*** Source ***

Total revenues were $1,065.8 million for fiscal 2007 compared to $867.9 million for fiscal 2006, an increase of $197.9 million, or approximately 22.8%. The increase was the result of higher electric energy revenues, higher capacity revenues and higher revenues generated from risk management activities, which was partially offset by lower ancillary revenues. Revenues for fiscal 2007 include $949.6 million of electric energy revenues, $103.0 million of capacity revenues, $9.6 million of risk management activities and $3.6 million of ancillary revenues.
 
Electric energy revenues.  Electric energy revenues were $949.6 million for fiscal 2007 compared to $829.2 million for fiscal 2006, an increase of $120.4 million, or approximately 14.5%. During fiscal 2007, average realized electric energy prices increased by 14.4%, compared to those in fiscal 2006, resulting in an increase in electric energy revenues of $111.5 million. In addition, we experienced higher demand for electricity in 2007 and as a result sold 12,909,479 MWh during fiscal 2007 compared to 12,266,894 MWh during fiscal 2006. The increase in generation at EBG resulted in a $46.3 million increase in electric energy revenues. Electric energy revenues included unrealized losses on short-term power derivative instruments of $13.4 million for fiscal 2007 and $51.7 million for fiscal 2006, resulting in a net decrease in unrealized losses during fiscal 2007 compared to fiscal 2006 of $38.3 million. There was also a decrease in realized gains of $75.7 million for fiscal 2007 compared to fiscal 2006.

*** Dataset extract ***

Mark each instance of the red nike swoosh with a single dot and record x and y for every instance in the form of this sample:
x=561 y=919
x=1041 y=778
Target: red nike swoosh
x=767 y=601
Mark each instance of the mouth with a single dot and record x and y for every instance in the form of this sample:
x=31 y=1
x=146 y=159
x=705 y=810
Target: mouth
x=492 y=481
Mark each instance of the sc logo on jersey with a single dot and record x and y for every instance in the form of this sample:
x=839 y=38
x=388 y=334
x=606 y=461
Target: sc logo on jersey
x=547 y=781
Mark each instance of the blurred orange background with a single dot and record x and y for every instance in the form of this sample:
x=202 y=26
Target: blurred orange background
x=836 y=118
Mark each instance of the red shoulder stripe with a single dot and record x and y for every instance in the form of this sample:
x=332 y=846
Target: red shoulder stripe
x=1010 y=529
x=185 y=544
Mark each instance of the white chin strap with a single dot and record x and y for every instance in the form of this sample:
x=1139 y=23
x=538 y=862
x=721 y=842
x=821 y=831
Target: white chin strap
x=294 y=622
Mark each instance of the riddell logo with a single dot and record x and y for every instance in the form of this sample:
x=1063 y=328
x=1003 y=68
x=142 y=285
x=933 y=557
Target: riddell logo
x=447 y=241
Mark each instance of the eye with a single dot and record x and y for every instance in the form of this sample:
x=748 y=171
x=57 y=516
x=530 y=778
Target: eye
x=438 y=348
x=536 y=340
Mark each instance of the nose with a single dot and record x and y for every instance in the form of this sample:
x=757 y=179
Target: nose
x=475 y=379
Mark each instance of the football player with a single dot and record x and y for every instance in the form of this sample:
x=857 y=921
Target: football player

***

_Actions to take_
1. Extract from the revenue passage the part that opens with the words containing "Total revenues were" and closes with "of ancillary revenues.", copying it word for word.
2. For each statement, say yes or no to whether it agrees with the revenue passage, and quote the words from the passage that decide it. (a) Total revenues for fiscal 2007 were $1,065.8 million. (b) Ancillary revenues were higher in fiscal 2007 than in fiscal 2006. (c) Fewer MWh were sold in fiscal 2007 than in fiscal 2006.
The recorded data is separate material, apart from the revenue passage.

_Solutions in order_
1.
Total revenues were $1,065.8 million for fiscal 2007 compared to $867.9 million for fiscal 2006, an increase of $197.9 million, or approximately 22.8%. The increase was the result of higher electric energy revenues, higher capacity revenues and higher revenues generated from risk management activities, which was partially offset by lower ancillary revenues. Revenues for fiscal 2007 include $949.6 million of electric energy revenues, $103.0 million of capacity revenues, $9.6 million of risk management activities and $3.6 million of ancillary revenues.

2.
(a) Yes: "Total revenues were $1,065.8 million for fiscal 2007"
(b) No: "which was partially offset by lower ancillary revenues"
(c) No: "sold 12,909,479 MWh during fiscal 2007 compared to 12,266,894 MWh during fiscal 2006"